::: AUSZUG ZUM LESEN :::
# Brauche Hilfe bei eps Datei



## Jens_vd_Schildbur (6. Februar 2014)

Hallo Leute, 
Ich habe eine Frage und hoffe das mir hier jemand helfen kann...

Ich habe kürzlich das Wappen meiner Familie digitalisieren und Vektorisieren lassen (man muss ja mit der Zeit gehen)
und nun wird mir die eps Datei nicht korrekt angezeigt. 

Der Grafiker behauptet dies könnte an meinem Betrachtungsprogramm oder aber an meinem Rechner liegen.

Jetzt suche ich nach einer Möglichkeit die Grafik von anderen beurteilen zu lassen damit ich weiß das es auch wirklich an meinem System liegt und nicht am Grafiker. 

würde sich jemand die eps Datei bitte einmal anschauen und mir sagen was er sieht ?
::: DATEN ZUR PRÜFUNG :::
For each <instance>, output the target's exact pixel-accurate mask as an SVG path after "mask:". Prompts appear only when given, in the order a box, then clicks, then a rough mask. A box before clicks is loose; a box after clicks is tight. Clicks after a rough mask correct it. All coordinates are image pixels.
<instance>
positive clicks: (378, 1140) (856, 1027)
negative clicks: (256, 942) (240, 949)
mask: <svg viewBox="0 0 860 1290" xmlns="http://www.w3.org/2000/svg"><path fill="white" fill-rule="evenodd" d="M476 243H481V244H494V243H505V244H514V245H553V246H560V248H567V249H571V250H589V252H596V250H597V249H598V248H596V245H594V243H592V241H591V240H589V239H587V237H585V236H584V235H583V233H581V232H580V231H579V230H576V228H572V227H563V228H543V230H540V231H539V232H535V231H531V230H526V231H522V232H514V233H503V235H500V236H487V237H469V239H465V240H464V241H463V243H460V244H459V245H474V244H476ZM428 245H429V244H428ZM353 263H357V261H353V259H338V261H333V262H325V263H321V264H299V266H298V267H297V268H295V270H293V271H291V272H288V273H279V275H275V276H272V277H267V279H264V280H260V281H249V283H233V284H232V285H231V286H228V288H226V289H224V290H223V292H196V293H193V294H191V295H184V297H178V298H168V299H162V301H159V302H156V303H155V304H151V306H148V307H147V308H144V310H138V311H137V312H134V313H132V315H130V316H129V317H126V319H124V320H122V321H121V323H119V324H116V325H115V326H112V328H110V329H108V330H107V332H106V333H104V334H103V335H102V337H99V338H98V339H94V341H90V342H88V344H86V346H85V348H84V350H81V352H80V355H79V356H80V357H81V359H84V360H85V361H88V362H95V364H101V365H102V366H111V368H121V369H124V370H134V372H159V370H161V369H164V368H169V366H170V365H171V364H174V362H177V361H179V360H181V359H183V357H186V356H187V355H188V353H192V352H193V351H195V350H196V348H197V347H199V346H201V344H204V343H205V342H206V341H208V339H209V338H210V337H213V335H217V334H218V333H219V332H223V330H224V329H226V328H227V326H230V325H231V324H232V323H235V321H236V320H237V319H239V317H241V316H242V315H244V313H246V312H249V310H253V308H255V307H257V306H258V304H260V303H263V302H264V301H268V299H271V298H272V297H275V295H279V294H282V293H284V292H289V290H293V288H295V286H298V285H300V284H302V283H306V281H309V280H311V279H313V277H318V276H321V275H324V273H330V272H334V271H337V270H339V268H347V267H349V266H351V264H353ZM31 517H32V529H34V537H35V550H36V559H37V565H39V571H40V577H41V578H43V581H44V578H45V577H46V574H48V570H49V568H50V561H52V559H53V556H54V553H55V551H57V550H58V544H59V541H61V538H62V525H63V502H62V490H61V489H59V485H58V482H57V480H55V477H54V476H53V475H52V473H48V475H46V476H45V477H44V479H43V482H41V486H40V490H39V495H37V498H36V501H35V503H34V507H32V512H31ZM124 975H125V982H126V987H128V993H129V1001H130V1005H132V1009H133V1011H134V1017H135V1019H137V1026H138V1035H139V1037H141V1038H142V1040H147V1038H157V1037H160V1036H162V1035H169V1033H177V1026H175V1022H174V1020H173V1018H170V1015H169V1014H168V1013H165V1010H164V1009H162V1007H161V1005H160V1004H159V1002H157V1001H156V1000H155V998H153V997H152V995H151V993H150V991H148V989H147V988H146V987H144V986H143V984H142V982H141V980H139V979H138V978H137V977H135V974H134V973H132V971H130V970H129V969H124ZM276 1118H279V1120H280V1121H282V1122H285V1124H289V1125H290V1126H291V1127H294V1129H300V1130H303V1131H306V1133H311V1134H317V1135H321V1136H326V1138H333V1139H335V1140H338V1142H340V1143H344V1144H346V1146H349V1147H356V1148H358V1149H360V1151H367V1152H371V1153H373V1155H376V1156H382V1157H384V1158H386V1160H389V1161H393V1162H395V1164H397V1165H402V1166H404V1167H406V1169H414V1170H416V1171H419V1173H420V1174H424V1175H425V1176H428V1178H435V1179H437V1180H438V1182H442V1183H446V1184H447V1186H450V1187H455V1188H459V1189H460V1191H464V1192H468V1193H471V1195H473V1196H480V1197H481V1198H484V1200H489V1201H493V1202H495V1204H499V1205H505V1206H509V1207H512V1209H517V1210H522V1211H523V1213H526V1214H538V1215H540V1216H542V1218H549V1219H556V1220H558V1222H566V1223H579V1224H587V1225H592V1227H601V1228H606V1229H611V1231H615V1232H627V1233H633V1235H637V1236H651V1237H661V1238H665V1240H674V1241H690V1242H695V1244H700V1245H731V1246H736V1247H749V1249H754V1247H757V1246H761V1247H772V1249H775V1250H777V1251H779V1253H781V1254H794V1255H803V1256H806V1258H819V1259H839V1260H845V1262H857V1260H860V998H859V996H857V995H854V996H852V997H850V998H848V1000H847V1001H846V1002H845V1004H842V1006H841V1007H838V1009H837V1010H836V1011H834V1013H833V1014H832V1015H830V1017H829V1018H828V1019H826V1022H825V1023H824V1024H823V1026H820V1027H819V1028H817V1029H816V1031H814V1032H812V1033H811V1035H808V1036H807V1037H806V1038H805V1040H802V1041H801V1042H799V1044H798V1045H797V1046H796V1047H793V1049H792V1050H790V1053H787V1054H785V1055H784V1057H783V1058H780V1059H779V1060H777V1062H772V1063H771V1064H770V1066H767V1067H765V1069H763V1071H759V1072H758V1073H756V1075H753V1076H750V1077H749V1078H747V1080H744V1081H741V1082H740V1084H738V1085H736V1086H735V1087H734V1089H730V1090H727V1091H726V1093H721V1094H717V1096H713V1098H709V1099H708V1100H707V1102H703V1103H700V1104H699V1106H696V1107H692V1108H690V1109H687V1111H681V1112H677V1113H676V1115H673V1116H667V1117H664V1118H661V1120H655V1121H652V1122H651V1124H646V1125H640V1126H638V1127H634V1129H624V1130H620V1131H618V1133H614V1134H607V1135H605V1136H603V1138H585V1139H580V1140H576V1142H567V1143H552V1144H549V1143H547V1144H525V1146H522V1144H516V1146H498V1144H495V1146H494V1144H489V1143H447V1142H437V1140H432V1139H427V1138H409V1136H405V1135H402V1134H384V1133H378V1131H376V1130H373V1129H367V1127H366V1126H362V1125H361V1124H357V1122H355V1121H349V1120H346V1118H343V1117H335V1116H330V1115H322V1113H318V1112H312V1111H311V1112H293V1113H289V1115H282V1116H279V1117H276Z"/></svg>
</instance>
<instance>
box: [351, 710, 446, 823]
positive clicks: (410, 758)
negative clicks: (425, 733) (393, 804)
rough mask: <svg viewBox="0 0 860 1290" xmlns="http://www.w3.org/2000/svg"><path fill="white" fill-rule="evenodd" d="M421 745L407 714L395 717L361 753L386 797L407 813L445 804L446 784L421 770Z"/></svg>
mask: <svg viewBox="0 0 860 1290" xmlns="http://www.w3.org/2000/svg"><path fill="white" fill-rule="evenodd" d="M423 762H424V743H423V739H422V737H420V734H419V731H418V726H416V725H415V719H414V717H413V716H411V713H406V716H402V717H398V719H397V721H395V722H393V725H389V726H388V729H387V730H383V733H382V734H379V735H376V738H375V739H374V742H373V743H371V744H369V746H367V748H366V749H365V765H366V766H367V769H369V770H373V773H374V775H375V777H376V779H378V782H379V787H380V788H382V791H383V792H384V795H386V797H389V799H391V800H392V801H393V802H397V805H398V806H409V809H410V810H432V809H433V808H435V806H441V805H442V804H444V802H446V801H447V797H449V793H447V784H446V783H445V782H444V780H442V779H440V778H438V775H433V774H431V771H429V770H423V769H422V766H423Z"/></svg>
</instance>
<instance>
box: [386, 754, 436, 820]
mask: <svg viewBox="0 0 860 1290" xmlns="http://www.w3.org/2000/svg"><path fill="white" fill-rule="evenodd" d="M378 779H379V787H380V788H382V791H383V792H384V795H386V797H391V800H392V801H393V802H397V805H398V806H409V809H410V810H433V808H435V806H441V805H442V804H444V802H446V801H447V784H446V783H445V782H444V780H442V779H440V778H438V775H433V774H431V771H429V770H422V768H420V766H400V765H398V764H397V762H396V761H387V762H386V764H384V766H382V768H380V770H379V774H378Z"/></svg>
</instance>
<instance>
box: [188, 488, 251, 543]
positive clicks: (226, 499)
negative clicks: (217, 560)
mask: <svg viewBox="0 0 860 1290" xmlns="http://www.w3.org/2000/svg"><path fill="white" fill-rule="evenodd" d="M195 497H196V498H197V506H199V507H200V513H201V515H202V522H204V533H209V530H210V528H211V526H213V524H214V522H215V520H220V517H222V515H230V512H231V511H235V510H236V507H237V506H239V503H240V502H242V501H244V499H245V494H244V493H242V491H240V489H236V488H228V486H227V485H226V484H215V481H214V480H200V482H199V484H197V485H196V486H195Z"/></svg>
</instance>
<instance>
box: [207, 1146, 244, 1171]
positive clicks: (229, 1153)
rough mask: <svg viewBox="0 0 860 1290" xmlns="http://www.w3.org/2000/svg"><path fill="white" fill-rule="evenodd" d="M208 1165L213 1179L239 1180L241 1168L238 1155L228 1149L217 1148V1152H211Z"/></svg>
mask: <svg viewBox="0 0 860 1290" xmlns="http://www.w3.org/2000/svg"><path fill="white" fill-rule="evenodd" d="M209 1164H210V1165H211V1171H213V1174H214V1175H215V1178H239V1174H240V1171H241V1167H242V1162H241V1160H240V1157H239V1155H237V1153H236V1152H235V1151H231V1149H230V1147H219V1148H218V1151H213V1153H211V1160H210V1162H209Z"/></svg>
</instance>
:::
KURZAUFTRAG 1 – Woran könnte das Anzeigeproblem laut dem Grafiker im Forenbeitrag über die EPS-Datei liegen?
KURZAUFTRAG 2 – Führe den Forenbeitrag über die EPS-Datei bitte im gleichen Ton weiter, anschließend an seine letzte Frage.
Die Daten stammen aus einer anderen Quelle.

DEINE ANTWORT 1 – Am Betrachtungsprogramm oder am Rechner.

DEINE ANTWORT 2 –
PS :
eps kann ich leider nicht im Forum hochladen aber wenn mir jemand helfen kann, dann schick ich die Datei per email


----------



## Jan-Frederik Stieler (7. Februar 2014)

Hallo,
du kannst mir gerne deine Datei mal schicken damit ich mir die anschaue.
EPS-Dateien können Probleme machen, das kann aber wie der Grafiker schon sagt auch an deinem Programm liegen. 
Welches Programm verwendest du den zum betrachten und was genau ist das Problem bei der Darstellung?

Grüße


----------



## Jens_vd_Schildbur (7. Februar 2014)

Ist gut, ich schicke dir die Datei kurz rüber dann kannst du sie überprüfen. 
Das würde mir wirklich helfen.

Das Problem das ich habe ist, dass das Wappen nicht farblich korrekt angezeigt wird. Das obere Drittel ist komplett schwarz und damit absolut nicht als Druckvorlage oder ähnlichem zu gebrauchen.

Ich nutze allerdings lediglich Freeware Programme wie XnViewer, Inkscape und IrfanView da ich mich leider zu wenig mit Grafiken auskenne um in ein teures Programm zu investieren.

Ich schicke dir die Datei jetzt schnell rüber.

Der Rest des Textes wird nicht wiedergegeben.